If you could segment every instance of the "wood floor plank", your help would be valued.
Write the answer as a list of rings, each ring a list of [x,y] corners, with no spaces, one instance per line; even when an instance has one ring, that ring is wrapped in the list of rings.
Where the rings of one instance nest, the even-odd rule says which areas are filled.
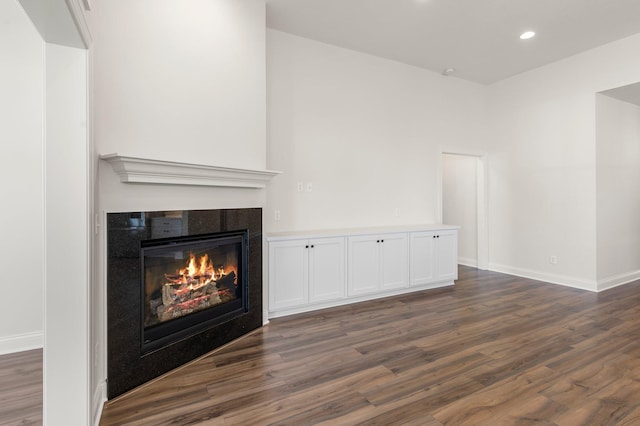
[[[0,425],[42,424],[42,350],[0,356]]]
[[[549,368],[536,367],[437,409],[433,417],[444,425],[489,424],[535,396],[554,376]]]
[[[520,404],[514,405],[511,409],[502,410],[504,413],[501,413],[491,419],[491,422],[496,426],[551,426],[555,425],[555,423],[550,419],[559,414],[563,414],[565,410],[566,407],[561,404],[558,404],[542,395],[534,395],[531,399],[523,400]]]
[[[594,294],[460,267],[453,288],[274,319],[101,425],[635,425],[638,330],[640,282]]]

═══

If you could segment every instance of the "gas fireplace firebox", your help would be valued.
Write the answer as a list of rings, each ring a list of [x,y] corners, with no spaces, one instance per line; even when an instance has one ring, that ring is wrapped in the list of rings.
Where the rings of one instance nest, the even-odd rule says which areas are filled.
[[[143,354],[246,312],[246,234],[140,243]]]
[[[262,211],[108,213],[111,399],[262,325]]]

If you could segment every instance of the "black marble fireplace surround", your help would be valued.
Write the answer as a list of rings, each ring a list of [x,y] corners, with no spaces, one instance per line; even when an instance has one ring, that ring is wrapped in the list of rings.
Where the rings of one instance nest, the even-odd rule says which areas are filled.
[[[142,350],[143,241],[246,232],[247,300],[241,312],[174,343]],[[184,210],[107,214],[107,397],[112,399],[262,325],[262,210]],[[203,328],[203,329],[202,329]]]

═══

*REQUIRED WORK*: Report each line of the entries where the word "your" occurs.

*EXPECTED ANSWER*:
If you could segment every instance of the "wood floor plank", your help would be valued.
If you could segment every instance of the "gas fireplace firebox", your help would be valued.
If you could segment every instance of the "black marble fireplace surround", your help would be valued.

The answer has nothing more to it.